=== Extract to read ===
= Beginning of Section =

I came here to write a completely different blog post, but my bible reading this morning reminded me that God’s plans are better than my own. Today I re-read the story of Hagar in Genesis. This story took place when Abraham and Sarah were still Abram and Sarai. I could summarize but the passage is fairly short and easy to read:
16 Now Sarai, Abram’s wife, had borne him no children. But she had an Egyptian slave named Hagar; 2 so she said to Abram, “The Lord has kept me from having children. Go, sleep with my slave; perhaps I can build a family through her.” Abram agreed to what Sarai said. 3 So after Abram had been living in Canaan ten years, Sarai his wife took her Egyptian slave Hagar and gave her to her husband to be his wife. 4 He slept with Hagar, and she conceived. When she knew she was pregnant, she began to despise her mistress. 5 Then Sarai said to Abram, “You are responsible for the wrong I am suffering. I put my slave in your arms, and now that she knows she is pregnant, she despises me. May the Lord judge between you and me.” 6 “Your slave is in your hands,” Abram said. “Do with her whatever you think best.” Then Sarai mistreated Hagar; so she fled from her. 7 The angel of the Lord found Hagar near a spring in the desert; it was the spring that is beside the road to Shur. 8 And he said, “Hagar, slave of Sarai, where have you come from, and where are you going?” “I’m running away from my mistress Sarai,” she answered. 9 Then the angel of the Lord told her, “Go back to your mistress and submit to her.” 10 The angel added, “I will increase your descendants so much that they will be too numerous to count.”

= End of Section =

=== Requirement ===
Answer these questions about the blog post on Hagar:
1. In which book of the Bible did the writer re-read the story of Hagar?
2. How long had Abram been living in Canaan when Sarai gave Hagar to him?
3. Where did the angel of the Lord find Hagar?

=== Data extract ===

= Beginning of Section =

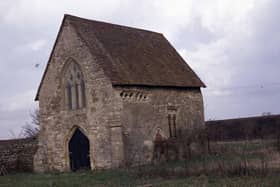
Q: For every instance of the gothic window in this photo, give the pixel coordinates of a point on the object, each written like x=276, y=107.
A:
x=172, y=121
x=74, y=85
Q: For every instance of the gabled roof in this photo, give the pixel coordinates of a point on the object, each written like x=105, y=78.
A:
x=136, y=57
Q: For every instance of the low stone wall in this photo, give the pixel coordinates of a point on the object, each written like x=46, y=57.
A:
x=17, y=154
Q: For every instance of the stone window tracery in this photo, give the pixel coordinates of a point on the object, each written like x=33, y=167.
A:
x=74, y=86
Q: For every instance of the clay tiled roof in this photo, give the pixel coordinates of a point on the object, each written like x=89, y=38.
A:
x=131, y=56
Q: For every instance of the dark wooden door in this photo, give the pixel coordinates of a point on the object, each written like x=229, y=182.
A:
x=79, y=151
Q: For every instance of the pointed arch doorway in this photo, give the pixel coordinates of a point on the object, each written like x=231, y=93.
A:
x=79, y=151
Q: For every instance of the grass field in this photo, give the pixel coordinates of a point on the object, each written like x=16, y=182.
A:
x=230, y=164
x=123, y=178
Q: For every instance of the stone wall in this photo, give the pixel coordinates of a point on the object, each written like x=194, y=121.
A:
x=17, y=154
x=145, y=112
x=98, y=121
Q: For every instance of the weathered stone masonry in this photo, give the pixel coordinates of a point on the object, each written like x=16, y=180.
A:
x=132, y=92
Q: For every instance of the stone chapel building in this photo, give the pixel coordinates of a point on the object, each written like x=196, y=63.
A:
x=107, y=92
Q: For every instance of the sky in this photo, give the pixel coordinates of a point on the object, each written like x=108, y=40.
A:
x=233, y=45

= End of Section =

=== Expected output ===
1. Genesis.
2. Ten years.
3. Near a spring in the desert, beside the road to Shur.